▶ _Required action_
Please return only the lines from the one holding "221L97 222L91 221L87" through the one holding "positive clicks: (93, 60) (215, 108)", exactly as they appear in the records below, both ends included.

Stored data
────────

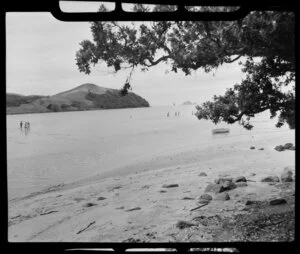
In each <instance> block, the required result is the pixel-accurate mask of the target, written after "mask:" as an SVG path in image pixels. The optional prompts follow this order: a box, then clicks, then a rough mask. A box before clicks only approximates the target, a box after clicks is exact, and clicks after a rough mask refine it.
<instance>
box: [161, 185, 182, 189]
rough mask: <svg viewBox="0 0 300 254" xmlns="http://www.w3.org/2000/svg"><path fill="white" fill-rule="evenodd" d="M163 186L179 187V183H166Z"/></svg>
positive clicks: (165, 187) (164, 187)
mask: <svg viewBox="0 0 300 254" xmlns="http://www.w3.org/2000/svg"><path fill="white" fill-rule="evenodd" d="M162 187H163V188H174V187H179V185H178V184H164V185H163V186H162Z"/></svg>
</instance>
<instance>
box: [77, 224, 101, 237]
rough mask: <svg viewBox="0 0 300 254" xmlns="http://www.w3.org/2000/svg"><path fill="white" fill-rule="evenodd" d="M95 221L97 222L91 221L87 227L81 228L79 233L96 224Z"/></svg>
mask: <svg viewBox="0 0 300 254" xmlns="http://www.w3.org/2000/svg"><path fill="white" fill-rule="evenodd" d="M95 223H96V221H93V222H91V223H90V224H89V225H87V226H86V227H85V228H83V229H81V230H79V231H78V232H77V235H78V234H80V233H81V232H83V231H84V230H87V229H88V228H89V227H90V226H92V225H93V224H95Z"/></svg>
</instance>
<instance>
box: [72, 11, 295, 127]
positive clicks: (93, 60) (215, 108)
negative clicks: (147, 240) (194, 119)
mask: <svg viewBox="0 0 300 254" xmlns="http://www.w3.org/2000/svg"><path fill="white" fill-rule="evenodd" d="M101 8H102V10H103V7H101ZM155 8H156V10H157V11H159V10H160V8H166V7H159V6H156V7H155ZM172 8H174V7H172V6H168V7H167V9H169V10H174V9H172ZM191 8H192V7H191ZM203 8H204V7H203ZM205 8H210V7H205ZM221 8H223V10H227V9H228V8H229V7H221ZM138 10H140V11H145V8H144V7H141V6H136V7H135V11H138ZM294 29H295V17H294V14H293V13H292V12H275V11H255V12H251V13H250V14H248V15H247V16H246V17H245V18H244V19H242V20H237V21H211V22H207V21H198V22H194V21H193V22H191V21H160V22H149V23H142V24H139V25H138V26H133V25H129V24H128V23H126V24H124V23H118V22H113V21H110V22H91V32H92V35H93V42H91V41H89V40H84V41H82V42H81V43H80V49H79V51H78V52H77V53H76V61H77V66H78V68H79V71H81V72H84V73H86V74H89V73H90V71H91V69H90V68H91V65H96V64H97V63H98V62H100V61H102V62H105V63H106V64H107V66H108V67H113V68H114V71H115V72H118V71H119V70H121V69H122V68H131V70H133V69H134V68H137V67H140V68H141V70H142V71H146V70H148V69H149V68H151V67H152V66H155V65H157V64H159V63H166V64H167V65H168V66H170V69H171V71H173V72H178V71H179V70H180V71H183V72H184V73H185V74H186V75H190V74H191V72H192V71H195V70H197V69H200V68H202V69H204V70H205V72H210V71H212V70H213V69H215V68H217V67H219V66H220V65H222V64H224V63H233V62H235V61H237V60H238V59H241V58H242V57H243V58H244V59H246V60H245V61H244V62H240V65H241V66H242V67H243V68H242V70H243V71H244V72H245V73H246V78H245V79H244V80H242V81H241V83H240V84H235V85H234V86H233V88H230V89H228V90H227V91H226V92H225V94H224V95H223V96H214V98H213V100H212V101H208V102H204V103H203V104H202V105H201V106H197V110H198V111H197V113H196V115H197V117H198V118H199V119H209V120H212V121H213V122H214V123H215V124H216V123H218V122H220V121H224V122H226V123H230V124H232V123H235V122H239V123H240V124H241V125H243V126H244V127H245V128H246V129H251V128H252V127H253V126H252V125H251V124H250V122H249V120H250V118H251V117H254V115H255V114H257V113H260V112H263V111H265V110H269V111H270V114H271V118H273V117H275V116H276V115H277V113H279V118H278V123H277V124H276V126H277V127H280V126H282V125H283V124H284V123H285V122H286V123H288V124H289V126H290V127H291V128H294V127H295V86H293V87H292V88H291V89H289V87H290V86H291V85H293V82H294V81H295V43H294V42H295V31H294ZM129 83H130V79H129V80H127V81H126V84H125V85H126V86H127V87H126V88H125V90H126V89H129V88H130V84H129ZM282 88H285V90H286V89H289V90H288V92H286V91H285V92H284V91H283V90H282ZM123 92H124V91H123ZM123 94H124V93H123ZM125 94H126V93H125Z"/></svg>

────────

▶ _Task result_
rough mask: <svg viewBox="0 0 300 254" xmlns="http://www.w3.org/2000/svg"><path fill="white" fill-rule="evenodd" d="M95 221L97 222L91 221L87 227L81 228L79 233L96 224Z"/></svg>
mask: <svg viewBox="0 0 300 254" xmlns="http://www.w3.org/2000/svg"><path fill="white" fill-rule="evenodd" d="M95 223H96V221H93V222H91V223H90V224H89V225H87V226H86V227H85V228H83V229H81V230H79V231H78V232H77V235H78V234H80V233H81V232H83V231H84V230H87V229H88V228H89V227H90V226H92V225H93V224H95Z"/></svg>
</instance>
<instance>
box: [72, 11, 295, 127]
positive clicks: (93, 60) (215, 108)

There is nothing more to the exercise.